WHAT NEEDS TO BE DONE:
Can you update every one of the entries below by replacing "innermost" with "most central" and leaving everything else unchanged?

— START —

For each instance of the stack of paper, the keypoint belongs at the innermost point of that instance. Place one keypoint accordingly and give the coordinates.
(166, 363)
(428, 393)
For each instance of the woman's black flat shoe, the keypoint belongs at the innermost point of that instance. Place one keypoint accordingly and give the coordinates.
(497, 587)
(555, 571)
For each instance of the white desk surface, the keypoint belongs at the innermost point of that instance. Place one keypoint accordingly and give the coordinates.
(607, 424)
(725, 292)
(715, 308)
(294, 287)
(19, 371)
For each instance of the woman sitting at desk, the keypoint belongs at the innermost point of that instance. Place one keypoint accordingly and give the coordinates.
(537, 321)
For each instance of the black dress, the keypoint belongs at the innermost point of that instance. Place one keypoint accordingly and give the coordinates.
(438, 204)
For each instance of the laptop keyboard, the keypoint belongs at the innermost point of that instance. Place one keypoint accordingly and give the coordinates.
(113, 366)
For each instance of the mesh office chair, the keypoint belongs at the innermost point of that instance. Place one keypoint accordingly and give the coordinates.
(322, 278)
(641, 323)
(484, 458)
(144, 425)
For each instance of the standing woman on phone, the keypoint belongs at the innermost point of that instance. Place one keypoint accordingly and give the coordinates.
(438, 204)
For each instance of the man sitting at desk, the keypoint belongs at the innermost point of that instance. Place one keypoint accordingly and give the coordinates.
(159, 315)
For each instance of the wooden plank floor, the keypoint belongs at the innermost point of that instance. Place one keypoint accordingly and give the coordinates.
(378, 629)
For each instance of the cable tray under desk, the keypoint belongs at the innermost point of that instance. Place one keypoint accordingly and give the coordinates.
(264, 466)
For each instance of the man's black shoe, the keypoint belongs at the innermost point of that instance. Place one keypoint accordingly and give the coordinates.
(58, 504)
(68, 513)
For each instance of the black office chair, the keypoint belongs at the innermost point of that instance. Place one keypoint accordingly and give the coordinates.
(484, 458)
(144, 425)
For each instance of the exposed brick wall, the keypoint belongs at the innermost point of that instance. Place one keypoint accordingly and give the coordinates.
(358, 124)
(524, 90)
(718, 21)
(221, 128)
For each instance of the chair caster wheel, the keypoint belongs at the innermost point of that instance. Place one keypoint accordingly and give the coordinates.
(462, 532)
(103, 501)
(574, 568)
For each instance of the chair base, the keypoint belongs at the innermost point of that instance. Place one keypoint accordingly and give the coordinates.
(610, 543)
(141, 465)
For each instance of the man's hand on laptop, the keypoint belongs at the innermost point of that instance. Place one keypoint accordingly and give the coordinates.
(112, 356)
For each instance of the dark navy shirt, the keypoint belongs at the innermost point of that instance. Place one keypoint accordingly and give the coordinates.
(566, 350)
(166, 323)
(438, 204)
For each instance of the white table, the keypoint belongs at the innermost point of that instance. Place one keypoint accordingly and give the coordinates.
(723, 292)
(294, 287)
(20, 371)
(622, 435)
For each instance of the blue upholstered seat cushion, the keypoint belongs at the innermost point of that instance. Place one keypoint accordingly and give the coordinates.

— END —

ANSWER:
For each instance of the stack of paper, the keypoint belongs at the most central point of that instance. Place one keypoint accordingly and give the coordinates.
(166, 363)
(428, 393)
For each instance of the woman's black flat shoe, the keypoint belongs at the most central point of that instance. Place one keypoint accordingly and give the coordinates.
(497, 587)
(555, 571)
For each instance of the white desk surface, the keypoint belongs at the most central point of that instance. Place one keypoint accordingly and give the coordinates.
(607, 424)
(725, 292)
(715, 308)
(294, 287)
(19, 371)
For each instance of the woman sitting at desk, the keypoint belongs at the most central point of that instance. Place one keypoint accordingly and give the coordinates.
(537, 321)
For each instance of the black dress, the keypoint belongs at the most central point of that instance. Place one keypoint accordingly and give the coordinates.
(438, 204)
For each instance of the laptop keyboard, the keypoint belongs at the most central point of that instance. Place one keypoint accordingly and give the coordinates.
(113, 366)
For each instance of the mesh office chair, the keypoint belongs at the most central point of that instance. Place one keypoint accordingly and give the coordinates.
(322, 278)
(641, 323)
(484, 458)
(144, 425)
For each instance of the standing woman on phone, the keypoint belongs at the most central point of that instance. Place one keypoint accordingly and give the coordinates.
(438, 204)
For each instance of the man sitting at desk, the keypoint belongs at the most central point of that instance. Place one keypoint accordingly and give the coordinates.
(159, 315)
For each instance of the wooden plank floor, the keypoint belongs at the most central point of that instance. Place one keypoint accordingly and give the coordinates.
(378, 629)
For each instance of the cable tray under desk, the keypoint belongs at the most central point of that instance. Place one keypoint accordingly and give the coordinates.
(264, 466)
For each instance of the man's black shoe, the keypoint belongs at the most central point of that instance. Place one keypoint accordingly and give the coordinates.
(58, 504)
(68, 513)
For each instance of the black office chair, the keypoint belongs at the most central point of that instance. Place one keypoint accordingly and give the coordinates.
(484, 458)
(144, 425)
For each instance of the exposed brick wall, the keypoint belongs at the most central point of that instance. Place one keypoint accordingly and give the coordinates.
(358, 124)
(524, 90)
(718, 21)
(221, 128)
For each instance of the chair caster wheel, the keypoint belongs at the most central point of that instance. Place one keypoint accordingly and give the coordinates.
(462, 532)
(103, 501)
(574, 568)
For each instance of the chair base, the keypoint belongs at the most central point of that instance. Place one keypoint accordingly and give the coordinates.
(610, 543)
(141, 465)
For each instance of the man's hand on laptop, the keypoint belongs at the most central point of that instance. Place one keypoint accordingly and give the coordinates.
(112, 356)
For each instance of the dark navy shirt, the keypoint belongs at the most central point of that instance. Place one keypoint accordingly and give the coordinates.
(566, 350)
(166, 323)
(438, 204)
For each instance of the white table, the keypoint belongs at the most central point of that instance. Place one keypoint accordingly and give the coordinates.
(723, 292)
(294, 287)
(20, 371)
(622, 435)
For each instance of the blue upholstered seat cushion, the keypoint belongs at the most central point of that instance. Place one keypoint accordingly and give the coordinates.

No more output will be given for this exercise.